## Data extract

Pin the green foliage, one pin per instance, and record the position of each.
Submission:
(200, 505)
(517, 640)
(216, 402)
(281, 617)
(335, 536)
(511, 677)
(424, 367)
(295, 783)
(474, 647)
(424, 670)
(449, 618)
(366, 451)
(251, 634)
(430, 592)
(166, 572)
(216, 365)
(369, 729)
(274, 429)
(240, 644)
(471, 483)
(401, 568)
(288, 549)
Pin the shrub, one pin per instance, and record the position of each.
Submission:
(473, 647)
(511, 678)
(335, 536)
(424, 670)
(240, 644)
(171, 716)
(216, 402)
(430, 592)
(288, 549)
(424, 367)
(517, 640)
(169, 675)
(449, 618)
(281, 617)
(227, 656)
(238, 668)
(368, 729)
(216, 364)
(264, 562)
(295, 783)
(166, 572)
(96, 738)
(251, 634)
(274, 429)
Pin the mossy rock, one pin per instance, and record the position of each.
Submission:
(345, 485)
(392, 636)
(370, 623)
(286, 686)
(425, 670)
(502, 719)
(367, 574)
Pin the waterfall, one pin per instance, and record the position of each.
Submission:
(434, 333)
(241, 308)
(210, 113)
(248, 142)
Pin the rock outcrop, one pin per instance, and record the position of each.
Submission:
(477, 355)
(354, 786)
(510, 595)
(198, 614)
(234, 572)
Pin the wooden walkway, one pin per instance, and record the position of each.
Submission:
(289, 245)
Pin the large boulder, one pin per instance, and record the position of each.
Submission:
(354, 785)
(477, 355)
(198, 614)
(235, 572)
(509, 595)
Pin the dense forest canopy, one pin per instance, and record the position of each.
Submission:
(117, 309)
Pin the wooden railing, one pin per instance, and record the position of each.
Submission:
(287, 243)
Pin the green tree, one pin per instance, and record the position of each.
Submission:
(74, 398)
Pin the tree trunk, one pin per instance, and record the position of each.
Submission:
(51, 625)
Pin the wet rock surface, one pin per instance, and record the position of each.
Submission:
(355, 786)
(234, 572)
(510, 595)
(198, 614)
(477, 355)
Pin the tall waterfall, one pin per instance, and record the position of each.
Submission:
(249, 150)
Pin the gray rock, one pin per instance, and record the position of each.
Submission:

## Do this
Copy each entry exactly, with nothing added or dropped.

## Response to this task
Pin the green foliage, one pin per instance, and record the position of each.
Submission:
(200, 505)
(517, 640)
(216, 402)
(281, 617)
(335, 536)
(511, 677)
(424, 367)
(295, 783)
(474, 647)
(424, 670)
(449, 618)
(366, 451)
(251, 634)
(430, 592)
(166, 572)
(216, 365)
(369, 729)
(274, 429)
(240, 644)
(471, 483)
(401, 568)
(288, 549)
Pin the shrub, one pin per instance, and record the position of each.
Submission:
(473, 647)
(511, 678)
(335, 536)
(424, 670)
(240, 644)
(171, 716)
(216, 402)
(430, 592)
(288, 549)
(424, 367)
(517, 640)
(169, 675)
(449, 618)
(281, 617)
(227, 656)
(238, 668)
(368, 729)
(216, 364)
(264, 562)
(295, 783)
(166, 572)
(96, 738)
(251, 634)
(274, 429)
Pin the mossy rock, one pin per instance, and record the position of each.
Submission:
(345, 485)
(392, 636)
(370, 623)
(286, 686)
(425, 670)
(502, 719)
(367, 574)
Pin the waterfall, one pin per instance, and record the position of each.
Submission:
(434, 333)
(241, 308)
(210, 113)
(248, 142)
Pin the rock outcrop, one pin per instance, and record the position of each.
Submission:
(477, 355)
(354, 786)
(510, 595)
(198, 614)
(234, 572)
Pin the wooden walkway, one pin per instance, and record the position of each.
Submission:
(289, 245)
Pin the large boulder, one pin per instance, and record the position of each.
Submission:
(354, 785)
(477, 355)
(198, 614)
(235, 572)
(509, 595)
Pin the dense forest canopy, one pin per instance, and record the position of each.
Submission:
(117, 309)
Pin the wooden railing, one pin per instance, and record the position of each.
Submission:
(287, 243)
Pin the green tree, one pin per instance, and record the position of each.
Submission:
(74, 398)
Pin the tree trunk, one pin per instance, and record the position of each.
Submission:
(51, 625)
Pin the wet rock surface, one pin per instance, and record the position of each.
Submission:
(355, 786)
(234, 572)
(510, 595)
(198, 614)
(477, 355)
Pin the tall waterfall, one pin per instance, and record the position of each.
Submission:
(249, 150)
Pin the gray rock, one pin per instance, and record the position of each.
Submission:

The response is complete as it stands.